Problem statement: In the post about a childhood friend and making music, write out word for word everything from "We played around" down to "my homebody nature.".

Given passage:
· · · · · · ·

November 25, 2008 – 11:59 pm
These last couple days, I’ve been talking (both via email and voice) with my best friend Andy. He lives in LA. For those that don’t know, we’ve known each other since 3rd grade and got in to all sorts of hyjinks through out junior and senior high school. We also both got in to making music about the time I pulled a ratty and rusted Teisco ET-220 electric guitar from my parent’s attic. I don’t have that guitar anymore, but I still have the best friend.
We played around with guitars and writing songs and had a band with several different line ups. Once out of high school, it got harder and harder to stay in touch as it always seems to be. Our musical ambitions diverged and that was sort of that. We’ve stayed great friends, even though my musical progression has atrophied. Andy, on the other hand, has been pretty active. He’s been in several bands, DJed at clubs, promoted his own club, and other various musical endeavors. I envy him a bit, but I know I’m the only one holding me back on that stuff. Music is hard hard work. It’s fun and it can be the best time of your life, but it takes dedication, thick skin, and a fair bit of stubbornness. I’ve got plenty of reasons (or excuses if you prefer) for the choices I’ve made (bills to pay, a girlfriend to support, etc), but the biggest roadblock has always been my homebody nature.

· · · · · · ·

(Coordinate labeling data)
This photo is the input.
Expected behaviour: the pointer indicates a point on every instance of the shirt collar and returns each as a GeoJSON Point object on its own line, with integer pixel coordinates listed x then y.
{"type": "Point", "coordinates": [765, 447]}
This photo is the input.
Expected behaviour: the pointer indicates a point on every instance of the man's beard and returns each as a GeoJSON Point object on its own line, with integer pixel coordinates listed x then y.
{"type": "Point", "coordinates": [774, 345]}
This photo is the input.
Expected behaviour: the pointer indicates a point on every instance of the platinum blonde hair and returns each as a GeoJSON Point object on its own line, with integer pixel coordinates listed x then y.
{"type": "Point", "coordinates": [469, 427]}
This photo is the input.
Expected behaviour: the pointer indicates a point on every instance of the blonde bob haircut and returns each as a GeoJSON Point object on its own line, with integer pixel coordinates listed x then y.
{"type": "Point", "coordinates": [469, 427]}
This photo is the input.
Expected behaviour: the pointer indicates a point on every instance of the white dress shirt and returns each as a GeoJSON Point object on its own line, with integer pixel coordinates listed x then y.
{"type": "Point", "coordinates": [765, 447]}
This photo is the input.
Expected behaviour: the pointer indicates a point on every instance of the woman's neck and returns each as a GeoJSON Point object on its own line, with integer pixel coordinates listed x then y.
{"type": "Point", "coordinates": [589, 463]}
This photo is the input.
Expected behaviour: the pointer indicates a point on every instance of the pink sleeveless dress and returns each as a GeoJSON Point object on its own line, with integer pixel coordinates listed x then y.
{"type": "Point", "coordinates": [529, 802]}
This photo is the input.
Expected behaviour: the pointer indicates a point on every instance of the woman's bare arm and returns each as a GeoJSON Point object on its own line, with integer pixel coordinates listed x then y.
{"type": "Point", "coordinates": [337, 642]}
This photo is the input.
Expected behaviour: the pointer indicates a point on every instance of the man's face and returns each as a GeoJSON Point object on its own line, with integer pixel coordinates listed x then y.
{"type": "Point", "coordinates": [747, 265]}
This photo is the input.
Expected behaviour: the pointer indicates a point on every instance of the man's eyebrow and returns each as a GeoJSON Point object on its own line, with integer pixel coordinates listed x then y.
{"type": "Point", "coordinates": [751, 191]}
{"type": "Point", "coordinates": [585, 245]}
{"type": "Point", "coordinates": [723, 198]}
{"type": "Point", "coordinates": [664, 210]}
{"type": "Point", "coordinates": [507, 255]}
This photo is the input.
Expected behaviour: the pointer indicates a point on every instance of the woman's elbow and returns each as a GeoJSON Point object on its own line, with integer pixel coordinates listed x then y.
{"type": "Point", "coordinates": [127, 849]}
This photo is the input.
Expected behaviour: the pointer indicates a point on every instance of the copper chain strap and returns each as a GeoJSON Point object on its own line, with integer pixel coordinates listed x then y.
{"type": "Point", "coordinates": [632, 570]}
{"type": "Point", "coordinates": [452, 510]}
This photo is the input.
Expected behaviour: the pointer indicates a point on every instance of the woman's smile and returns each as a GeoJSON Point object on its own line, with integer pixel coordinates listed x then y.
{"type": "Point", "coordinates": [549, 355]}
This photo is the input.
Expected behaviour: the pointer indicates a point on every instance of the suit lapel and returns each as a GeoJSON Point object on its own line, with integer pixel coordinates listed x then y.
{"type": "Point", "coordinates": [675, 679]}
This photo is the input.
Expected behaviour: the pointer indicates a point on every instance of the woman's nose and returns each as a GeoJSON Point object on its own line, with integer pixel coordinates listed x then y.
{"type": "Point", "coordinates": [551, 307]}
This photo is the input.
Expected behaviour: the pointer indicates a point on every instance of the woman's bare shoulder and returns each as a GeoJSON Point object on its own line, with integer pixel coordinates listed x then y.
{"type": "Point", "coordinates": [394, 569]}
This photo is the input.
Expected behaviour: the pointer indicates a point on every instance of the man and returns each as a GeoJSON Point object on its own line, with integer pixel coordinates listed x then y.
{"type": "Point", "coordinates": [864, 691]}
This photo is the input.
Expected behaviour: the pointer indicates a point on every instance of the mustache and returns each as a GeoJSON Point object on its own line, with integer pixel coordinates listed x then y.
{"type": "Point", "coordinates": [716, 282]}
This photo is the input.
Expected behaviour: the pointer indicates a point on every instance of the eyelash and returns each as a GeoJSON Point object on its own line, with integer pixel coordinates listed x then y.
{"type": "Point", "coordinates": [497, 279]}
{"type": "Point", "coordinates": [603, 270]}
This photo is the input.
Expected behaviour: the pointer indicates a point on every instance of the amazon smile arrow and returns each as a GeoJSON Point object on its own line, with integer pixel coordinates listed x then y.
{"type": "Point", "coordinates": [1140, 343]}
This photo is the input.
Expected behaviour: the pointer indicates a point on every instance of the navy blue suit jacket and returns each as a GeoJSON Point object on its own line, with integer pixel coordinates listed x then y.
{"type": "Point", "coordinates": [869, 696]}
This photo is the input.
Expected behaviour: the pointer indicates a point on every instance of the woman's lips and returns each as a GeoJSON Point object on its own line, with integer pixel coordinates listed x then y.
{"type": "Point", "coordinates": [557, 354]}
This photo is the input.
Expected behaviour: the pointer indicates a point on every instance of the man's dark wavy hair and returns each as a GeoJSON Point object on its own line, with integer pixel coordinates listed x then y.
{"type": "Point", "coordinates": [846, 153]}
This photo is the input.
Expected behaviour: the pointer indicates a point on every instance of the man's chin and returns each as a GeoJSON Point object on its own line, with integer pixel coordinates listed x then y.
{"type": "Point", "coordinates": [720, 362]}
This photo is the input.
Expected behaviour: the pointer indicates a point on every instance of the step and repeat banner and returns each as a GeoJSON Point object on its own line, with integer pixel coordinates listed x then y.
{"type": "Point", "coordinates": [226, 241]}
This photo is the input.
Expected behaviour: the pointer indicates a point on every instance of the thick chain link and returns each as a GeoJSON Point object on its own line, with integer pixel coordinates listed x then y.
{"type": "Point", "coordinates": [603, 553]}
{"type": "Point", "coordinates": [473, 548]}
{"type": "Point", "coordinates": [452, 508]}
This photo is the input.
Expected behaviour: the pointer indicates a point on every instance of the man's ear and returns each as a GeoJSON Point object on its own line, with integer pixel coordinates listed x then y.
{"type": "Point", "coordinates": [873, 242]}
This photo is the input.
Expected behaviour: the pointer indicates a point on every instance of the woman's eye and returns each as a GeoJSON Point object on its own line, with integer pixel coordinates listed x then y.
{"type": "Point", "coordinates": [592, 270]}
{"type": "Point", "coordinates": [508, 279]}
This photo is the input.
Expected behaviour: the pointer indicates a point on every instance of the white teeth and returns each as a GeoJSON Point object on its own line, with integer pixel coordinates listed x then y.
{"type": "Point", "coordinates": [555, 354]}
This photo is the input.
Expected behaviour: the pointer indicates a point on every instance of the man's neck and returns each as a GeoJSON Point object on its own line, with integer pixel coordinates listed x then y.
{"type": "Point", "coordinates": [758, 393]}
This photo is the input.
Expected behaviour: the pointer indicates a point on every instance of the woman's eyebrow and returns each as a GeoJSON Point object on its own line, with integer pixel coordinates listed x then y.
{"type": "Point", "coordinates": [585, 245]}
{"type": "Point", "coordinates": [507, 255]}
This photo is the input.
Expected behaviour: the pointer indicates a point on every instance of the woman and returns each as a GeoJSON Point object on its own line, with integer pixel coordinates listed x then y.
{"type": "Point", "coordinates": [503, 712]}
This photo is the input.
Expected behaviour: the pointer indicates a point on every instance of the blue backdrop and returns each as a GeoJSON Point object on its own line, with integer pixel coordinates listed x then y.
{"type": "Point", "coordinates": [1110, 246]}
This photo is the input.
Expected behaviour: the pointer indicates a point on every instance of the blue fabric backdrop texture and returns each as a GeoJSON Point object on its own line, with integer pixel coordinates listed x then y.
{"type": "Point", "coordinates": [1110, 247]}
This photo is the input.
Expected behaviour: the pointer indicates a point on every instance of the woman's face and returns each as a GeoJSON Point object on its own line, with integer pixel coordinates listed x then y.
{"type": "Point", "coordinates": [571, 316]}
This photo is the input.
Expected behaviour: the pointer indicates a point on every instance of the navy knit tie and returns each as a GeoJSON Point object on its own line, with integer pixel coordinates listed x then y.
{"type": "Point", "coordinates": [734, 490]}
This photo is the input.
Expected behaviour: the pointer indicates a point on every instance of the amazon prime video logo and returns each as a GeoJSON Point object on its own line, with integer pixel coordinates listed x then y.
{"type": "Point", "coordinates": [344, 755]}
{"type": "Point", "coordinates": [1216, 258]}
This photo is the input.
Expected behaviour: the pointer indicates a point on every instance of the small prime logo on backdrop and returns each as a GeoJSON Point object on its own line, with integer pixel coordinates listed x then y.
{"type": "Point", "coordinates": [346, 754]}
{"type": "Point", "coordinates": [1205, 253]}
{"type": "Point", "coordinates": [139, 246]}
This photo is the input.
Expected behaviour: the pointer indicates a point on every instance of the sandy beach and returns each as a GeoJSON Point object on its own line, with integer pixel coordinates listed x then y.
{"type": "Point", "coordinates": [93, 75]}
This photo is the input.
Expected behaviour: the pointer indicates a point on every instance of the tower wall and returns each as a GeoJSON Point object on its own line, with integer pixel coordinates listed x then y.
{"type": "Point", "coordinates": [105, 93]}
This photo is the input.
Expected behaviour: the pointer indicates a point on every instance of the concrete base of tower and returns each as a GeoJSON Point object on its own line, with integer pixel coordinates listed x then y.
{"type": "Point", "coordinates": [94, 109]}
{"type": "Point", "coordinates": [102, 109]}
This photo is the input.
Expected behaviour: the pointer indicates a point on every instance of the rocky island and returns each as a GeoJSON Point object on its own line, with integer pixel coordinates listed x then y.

· · · · · · ·

Task response:
We played around with guitars and writing songs and had a band with several different line ups. Once out of high school, it got harder and harder to stay in touch as it always seems to be. Our musical ambitions diverged and that was sort of that. We’ve stayed great friends, even though my musical progression has atrophied. Andy, on the other hand, has been pretty active. He’s been in several bands, DJed at clubs, promoted his own club, and other various musical endeavors. I envy him a bit, but I know I’m the only one holding me back on that stuff. Music is hard hard work. It’s fun and it can be the best time of your life, but it takes dedication, thick skin, and a fair bit of stubbornness. I’ve got plenty of reasons (or excuses if you prefer) for the choices I’ve made (bills to pay, a girlfriend to support, etc), but the biggest roadblock has always been my homebody nature.